_Work order_
Give the number of lines in the entries below that contain "canopy". Write nothing besides it.

_Recorded data_

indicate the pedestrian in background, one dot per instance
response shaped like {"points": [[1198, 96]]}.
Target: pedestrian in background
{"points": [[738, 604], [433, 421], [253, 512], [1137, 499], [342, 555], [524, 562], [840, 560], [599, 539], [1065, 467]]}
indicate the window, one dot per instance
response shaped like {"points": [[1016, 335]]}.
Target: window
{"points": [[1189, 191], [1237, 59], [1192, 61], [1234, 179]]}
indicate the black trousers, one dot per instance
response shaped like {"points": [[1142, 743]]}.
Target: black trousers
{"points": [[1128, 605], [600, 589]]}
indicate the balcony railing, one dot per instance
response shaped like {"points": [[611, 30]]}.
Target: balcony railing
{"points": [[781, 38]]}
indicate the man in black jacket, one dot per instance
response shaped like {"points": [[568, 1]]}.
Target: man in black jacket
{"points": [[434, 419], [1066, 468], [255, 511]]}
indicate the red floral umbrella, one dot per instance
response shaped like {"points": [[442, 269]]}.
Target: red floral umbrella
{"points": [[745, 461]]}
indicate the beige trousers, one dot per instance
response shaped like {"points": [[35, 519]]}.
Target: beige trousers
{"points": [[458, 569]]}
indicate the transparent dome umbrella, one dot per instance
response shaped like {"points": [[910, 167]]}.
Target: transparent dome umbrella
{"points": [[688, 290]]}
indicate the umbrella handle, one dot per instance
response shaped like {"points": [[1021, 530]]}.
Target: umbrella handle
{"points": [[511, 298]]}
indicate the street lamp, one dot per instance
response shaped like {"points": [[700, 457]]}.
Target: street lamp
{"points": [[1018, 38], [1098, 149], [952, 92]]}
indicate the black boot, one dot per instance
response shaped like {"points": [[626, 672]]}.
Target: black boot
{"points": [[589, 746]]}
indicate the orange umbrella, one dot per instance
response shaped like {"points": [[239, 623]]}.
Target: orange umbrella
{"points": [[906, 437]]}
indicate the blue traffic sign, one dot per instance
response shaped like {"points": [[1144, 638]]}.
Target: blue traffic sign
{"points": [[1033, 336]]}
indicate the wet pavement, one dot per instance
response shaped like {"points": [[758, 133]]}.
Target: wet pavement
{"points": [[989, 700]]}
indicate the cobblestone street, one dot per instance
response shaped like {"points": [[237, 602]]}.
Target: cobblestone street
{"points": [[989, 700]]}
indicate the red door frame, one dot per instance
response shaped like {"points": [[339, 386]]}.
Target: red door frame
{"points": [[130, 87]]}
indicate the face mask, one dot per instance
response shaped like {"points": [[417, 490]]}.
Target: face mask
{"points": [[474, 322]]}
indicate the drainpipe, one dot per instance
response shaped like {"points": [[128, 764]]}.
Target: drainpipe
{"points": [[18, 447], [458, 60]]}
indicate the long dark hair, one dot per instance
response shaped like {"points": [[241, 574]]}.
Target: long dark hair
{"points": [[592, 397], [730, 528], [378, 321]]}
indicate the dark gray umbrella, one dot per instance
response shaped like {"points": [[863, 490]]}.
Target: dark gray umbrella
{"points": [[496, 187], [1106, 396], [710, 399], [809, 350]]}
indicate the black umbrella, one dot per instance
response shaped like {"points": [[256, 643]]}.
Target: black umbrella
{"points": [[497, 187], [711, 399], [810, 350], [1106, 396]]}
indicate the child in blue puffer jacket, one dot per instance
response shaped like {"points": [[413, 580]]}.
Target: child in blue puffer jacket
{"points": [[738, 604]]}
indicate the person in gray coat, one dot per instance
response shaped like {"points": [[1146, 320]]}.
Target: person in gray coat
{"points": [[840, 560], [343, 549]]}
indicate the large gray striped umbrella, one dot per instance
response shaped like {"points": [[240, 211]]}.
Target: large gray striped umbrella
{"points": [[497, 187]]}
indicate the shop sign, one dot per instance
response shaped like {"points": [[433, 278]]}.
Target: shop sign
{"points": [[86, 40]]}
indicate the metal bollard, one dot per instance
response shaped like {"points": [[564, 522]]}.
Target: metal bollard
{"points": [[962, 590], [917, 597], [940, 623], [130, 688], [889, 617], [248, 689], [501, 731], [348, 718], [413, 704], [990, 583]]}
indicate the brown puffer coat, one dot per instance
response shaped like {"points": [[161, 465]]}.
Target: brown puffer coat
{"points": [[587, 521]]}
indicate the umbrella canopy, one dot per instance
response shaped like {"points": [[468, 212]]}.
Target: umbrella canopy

_Task answer_
2